#### ACTIONS TO TAKE
1. In the text about feeding garden birds, why is it recommended to move bird tables and feeders regularly?
2. Carry on the text about feeding garden birds from the point at which it stops.

#### SELECTED TEXT
= = = = = = =

One of the most helpful things we can do for garden birds is to provide food. The removal of trees and hedgerows and increased building in the countryside have had an impact on natural food sources for birds in the UK, and this is most noticeable in winter. The start of colder weather is also when our native birds need to start fattening up in order to survive freezing temperatures. Increasingly, our help is required for birds to get the sustenance they need to survive.

Different birds have different needs, so if possible identify the species visiting the garden and cater appropriately. However, there are many foods that will suit a variety of birds. It is possible to get specialist bird feeders, but don't feel that they are required - you can provide a great range of food using the natural garden environment or home-made feeders. Some food can be scattered on the grass or earth, which is perfect for ground-feeding birds. Try sprinkling some under shrubs for the more secretive birds. However, be aware that any leftover food may attract rats or mice, so try to supply only what you know can be eaten in a day or clean up regularly. If you do have bird tables or feeders, then it is a good idea to regularly move them so any predators don't become too familiar with the location of their prey.

= = = = = = =

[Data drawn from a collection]
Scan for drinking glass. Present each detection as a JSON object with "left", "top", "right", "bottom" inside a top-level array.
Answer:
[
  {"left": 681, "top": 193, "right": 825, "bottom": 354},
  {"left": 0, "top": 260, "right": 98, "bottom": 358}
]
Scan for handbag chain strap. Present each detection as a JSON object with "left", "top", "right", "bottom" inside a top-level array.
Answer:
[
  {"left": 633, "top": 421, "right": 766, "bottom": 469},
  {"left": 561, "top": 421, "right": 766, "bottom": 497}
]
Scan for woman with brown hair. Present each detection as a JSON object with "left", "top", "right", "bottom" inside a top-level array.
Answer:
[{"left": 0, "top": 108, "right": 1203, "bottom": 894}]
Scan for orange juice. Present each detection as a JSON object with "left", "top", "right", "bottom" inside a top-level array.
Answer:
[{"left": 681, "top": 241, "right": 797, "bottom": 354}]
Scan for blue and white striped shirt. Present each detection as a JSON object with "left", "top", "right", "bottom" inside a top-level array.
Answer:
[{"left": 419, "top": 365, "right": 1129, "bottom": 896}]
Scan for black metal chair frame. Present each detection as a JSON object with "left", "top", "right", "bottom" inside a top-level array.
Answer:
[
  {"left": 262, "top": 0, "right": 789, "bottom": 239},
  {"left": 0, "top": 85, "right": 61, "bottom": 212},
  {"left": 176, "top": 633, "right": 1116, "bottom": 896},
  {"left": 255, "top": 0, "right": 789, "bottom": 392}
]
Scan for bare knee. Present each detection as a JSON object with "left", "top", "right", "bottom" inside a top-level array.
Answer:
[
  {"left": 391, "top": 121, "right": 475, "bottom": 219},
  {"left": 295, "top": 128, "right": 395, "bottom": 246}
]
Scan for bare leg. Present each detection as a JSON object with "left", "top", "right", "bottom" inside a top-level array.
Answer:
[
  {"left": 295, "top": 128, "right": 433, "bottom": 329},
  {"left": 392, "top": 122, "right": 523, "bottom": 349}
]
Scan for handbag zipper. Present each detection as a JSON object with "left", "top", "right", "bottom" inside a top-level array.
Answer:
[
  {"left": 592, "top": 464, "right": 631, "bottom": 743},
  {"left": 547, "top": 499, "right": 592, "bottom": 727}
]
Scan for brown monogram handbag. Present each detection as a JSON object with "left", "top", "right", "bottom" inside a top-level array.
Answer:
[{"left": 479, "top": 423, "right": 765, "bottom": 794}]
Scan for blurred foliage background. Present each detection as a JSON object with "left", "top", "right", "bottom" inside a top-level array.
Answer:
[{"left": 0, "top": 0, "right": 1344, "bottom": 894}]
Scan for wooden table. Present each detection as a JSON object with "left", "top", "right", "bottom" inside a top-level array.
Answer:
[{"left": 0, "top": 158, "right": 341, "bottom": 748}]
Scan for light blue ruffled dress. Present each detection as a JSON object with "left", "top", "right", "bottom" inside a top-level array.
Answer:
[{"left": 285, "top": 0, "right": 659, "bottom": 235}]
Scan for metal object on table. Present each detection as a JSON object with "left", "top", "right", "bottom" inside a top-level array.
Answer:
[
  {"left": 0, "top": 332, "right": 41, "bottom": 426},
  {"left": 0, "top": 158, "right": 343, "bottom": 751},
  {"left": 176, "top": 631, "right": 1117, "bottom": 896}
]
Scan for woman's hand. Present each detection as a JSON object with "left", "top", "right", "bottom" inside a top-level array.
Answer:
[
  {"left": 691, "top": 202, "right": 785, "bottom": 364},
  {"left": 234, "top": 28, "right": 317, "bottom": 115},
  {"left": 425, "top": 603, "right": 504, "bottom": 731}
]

= = = = = = =

#### ANSWERS BY ITEM NUMBER
1. Moving them regularly keeps predators from becoming too familiar with the location of their prey.

2.
Dawn and dusk are the key times for food to be available. It is thought this is due to birds wanting to replenish energy reserves lost during the night or to top up to last until morning. Once you have established a regular supply of food for local birds, it is important to keep this up. They will come to rely on your contributions, and a sudden withdrawal may threaten their survival.

There is a wide range of food suitable to put out and, provided they frequent the local area, you may have visits from birds you don't usually see. 

Seed Mixes

These are nutrient-rich and you can buy them for wild birds in general or specific species. Sunflower seeds are rich in protein and unsaturated fats. Whilst they are good, for a more natural foraging experience it is wise to provide them crushed in winter for maximum benefit. Niger seeds are rich in fat and particularly good for finches, but they are very small so it is wise to incorporate them in a home-made fat ball or buy a specialist feeder.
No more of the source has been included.